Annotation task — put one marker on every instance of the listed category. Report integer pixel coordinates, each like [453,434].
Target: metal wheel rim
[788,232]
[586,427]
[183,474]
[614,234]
----------------------------------------
▶ _PROBLEM TO SOLVE_
Reproduce the data above, replacing "metal wheel rim" with "alloy wheel rim" and leaving everything else unchanged.

▶ _TASK ANSWER_
Annotation task — put one marker on every instance of the listed category. Report integer pixel coordinates, each like [453,434].
Target: alloy wheel rim
[788,232]
[586,427]
[183,474]
[614,234]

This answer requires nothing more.